WHAT IS ASKED:
Find the line that contains "of the knit". Then set down that line and all the lines after it, to the end of the records, exactly and with nothing added.

** START **

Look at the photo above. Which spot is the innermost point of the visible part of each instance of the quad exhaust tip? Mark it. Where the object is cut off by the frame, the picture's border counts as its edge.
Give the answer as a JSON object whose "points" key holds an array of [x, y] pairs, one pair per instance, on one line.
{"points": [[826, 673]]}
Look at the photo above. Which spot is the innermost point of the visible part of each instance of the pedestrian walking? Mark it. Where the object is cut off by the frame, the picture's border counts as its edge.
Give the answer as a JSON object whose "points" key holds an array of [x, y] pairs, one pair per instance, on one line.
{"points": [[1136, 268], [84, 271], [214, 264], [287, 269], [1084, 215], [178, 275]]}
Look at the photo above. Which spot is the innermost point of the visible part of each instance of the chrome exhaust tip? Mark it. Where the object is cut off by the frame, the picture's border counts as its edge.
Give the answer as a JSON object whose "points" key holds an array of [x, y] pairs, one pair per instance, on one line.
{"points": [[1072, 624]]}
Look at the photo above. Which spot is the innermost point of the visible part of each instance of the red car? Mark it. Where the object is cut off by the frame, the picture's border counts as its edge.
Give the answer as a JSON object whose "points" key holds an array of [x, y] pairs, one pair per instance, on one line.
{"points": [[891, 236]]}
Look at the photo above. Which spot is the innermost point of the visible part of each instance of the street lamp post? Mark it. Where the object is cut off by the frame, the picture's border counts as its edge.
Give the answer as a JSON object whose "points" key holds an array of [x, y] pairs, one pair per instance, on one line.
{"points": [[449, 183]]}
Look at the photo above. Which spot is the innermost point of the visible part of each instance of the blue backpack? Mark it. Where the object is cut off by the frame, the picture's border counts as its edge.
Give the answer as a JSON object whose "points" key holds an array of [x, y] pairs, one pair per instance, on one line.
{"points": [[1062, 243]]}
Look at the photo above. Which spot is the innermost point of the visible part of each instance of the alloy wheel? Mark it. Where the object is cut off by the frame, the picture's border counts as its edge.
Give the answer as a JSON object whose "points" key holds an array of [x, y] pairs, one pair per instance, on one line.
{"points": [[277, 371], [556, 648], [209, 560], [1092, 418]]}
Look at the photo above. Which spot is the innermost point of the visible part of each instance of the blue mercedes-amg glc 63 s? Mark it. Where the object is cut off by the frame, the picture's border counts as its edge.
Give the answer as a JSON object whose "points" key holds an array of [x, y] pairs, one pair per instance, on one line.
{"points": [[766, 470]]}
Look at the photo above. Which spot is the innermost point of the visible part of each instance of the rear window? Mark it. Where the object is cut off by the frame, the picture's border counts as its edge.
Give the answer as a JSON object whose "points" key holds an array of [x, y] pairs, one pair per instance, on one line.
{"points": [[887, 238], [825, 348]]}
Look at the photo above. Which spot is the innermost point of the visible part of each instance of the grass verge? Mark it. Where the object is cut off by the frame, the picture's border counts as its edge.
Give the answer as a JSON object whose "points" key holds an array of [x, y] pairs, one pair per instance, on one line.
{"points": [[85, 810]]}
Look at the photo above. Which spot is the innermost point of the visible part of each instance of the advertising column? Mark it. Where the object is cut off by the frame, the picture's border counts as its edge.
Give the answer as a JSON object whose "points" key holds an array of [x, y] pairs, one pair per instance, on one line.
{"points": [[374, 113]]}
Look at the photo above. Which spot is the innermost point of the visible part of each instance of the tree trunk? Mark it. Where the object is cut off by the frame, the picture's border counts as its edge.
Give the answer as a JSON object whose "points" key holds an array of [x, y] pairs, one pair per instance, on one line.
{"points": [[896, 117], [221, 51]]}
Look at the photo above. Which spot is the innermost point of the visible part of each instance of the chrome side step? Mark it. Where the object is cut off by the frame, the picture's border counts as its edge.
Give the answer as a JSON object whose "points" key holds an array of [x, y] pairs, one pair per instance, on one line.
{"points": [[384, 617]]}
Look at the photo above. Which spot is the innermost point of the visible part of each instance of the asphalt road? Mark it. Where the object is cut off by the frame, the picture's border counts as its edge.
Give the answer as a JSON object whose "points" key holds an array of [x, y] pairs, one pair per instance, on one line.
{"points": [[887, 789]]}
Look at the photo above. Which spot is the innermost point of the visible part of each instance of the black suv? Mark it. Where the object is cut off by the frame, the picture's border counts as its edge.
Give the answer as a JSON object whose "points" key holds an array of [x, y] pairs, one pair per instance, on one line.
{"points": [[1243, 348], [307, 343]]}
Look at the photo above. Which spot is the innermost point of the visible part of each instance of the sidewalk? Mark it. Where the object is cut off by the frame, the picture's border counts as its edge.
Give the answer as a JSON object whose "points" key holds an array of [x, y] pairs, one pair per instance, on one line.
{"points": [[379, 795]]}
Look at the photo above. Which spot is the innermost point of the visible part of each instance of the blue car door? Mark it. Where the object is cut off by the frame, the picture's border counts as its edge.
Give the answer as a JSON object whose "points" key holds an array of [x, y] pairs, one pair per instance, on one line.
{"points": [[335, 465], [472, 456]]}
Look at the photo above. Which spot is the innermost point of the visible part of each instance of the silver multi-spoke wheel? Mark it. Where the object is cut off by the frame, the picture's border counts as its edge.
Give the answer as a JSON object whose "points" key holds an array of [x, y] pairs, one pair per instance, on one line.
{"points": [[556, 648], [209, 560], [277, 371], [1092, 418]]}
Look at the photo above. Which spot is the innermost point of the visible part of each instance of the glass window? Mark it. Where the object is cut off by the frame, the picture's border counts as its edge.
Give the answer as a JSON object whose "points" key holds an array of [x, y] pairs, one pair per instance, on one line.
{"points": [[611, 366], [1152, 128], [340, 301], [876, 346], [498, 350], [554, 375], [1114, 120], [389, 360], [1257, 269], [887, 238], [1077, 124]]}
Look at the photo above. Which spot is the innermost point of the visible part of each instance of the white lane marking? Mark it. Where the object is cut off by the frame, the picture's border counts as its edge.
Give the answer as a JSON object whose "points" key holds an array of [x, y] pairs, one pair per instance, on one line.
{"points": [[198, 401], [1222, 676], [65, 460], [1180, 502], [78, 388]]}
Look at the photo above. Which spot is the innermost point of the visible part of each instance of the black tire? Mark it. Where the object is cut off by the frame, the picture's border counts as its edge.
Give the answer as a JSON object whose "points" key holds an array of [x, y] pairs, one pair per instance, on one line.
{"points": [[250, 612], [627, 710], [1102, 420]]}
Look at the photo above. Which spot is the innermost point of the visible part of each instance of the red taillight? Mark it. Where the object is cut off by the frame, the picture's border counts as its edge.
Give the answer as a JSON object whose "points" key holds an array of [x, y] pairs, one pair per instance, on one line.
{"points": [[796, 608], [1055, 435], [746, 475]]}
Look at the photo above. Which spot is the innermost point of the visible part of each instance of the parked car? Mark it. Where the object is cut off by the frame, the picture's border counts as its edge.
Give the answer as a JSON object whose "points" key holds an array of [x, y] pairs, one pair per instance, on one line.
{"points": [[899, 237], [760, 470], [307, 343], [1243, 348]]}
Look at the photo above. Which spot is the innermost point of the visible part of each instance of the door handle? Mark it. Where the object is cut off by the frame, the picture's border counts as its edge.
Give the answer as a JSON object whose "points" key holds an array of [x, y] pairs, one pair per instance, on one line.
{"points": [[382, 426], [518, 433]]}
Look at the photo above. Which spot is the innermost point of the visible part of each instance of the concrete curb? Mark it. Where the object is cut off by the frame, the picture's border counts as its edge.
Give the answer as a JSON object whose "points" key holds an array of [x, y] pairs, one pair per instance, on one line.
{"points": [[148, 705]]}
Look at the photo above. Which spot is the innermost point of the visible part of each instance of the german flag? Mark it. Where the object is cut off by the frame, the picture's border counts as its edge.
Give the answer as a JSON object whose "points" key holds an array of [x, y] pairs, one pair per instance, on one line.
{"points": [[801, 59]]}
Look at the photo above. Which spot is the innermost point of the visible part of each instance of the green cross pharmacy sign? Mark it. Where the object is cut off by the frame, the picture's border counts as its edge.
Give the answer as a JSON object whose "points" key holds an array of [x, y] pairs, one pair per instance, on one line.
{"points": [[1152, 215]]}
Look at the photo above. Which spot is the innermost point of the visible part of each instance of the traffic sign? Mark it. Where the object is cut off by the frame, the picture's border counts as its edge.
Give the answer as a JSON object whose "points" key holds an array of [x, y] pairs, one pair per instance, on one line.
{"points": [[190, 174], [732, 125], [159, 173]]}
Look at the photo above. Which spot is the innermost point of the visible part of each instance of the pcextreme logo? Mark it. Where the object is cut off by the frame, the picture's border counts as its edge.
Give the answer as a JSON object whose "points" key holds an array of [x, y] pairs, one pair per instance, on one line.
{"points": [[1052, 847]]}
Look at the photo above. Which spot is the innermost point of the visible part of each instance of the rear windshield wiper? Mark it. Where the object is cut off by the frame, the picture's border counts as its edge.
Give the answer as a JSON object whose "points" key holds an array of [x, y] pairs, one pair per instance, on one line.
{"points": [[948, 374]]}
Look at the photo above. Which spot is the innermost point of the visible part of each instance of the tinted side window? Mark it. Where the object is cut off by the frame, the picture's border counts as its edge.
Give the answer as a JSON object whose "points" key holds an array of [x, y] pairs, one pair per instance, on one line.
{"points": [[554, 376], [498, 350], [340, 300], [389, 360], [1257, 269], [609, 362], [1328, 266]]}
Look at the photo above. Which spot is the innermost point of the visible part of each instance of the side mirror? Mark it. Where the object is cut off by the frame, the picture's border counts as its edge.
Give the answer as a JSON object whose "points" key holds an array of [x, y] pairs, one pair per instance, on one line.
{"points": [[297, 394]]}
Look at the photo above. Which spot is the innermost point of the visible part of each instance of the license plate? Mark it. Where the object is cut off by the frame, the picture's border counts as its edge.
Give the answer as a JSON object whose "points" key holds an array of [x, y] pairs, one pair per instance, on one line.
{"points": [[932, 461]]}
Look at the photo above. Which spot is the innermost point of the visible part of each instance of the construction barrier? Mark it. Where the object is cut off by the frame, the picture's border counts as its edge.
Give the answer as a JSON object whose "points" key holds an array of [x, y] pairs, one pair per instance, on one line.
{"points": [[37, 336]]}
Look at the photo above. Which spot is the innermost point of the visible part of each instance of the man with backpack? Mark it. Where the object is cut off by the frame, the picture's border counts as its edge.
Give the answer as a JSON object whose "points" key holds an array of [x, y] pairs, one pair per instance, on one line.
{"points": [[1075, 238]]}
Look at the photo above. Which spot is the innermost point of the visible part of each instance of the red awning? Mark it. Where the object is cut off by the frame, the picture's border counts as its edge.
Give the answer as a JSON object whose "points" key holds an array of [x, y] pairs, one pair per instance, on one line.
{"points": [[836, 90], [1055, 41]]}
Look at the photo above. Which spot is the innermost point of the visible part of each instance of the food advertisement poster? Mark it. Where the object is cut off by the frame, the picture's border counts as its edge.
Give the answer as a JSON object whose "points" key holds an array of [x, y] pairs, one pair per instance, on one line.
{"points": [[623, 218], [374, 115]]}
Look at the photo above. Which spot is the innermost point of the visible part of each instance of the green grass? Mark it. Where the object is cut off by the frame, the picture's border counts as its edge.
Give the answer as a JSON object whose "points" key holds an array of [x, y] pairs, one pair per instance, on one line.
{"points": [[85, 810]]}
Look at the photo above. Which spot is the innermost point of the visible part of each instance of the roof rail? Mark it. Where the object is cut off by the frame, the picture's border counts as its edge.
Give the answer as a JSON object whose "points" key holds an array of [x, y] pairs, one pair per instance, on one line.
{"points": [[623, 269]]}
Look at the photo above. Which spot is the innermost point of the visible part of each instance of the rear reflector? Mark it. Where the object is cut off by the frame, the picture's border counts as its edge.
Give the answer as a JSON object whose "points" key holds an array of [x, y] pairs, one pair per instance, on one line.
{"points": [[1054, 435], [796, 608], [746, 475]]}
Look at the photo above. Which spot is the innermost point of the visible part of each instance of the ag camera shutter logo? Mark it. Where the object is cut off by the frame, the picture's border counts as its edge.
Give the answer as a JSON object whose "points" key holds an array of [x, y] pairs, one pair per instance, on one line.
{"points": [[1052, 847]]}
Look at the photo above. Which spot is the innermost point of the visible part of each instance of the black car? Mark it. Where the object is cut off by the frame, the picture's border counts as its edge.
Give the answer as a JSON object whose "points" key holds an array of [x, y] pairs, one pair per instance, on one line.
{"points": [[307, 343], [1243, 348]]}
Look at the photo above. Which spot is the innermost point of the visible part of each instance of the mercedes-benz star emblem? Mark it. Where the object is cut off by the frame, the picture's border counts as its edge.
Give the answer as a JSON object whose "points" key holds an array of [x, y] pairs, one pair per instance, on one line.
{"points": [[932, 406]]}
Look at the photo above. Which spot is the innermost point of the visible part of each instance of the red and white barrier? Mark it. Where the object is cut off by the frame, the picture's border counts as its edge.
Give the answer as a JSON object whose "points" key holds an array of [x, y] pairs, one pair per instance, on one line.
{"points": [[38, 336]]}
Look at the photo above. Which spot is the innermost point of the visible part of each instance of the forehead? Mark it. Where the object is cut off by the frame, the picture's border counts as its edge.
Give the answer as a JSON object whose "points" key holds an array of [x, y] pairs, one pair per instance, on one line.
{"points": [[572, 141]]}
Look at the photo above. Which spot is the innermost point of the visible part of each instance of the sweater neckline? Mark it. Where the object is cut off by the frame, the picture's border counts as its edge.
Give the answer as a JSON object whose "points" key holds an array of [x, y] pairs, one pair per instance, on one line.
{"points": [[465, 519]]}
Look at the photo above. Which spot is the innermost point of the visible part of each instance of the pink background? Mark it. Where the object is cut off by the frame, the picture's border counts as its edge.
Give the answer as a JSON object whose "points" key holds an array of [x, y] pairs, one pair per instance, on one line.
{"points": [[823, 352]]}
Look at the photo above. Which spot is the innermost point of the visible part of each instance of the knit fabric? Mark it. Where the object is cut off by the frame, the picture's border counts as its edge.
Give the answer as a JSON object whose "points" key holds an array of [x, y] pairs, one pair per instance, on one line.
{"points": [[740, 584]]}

** END **

RESULT:
Look at the photo above. Which spot is the innermost point of the visible part of each instance of the knit fabric? Mark it. Where the object is cut off by the frame, the picture's border counts as its edge.
Give the answer as a JSON object whose "points" key holds an array of [x, y] pairs, one pair per instance, on one line.
{"points": [[740, 584]]}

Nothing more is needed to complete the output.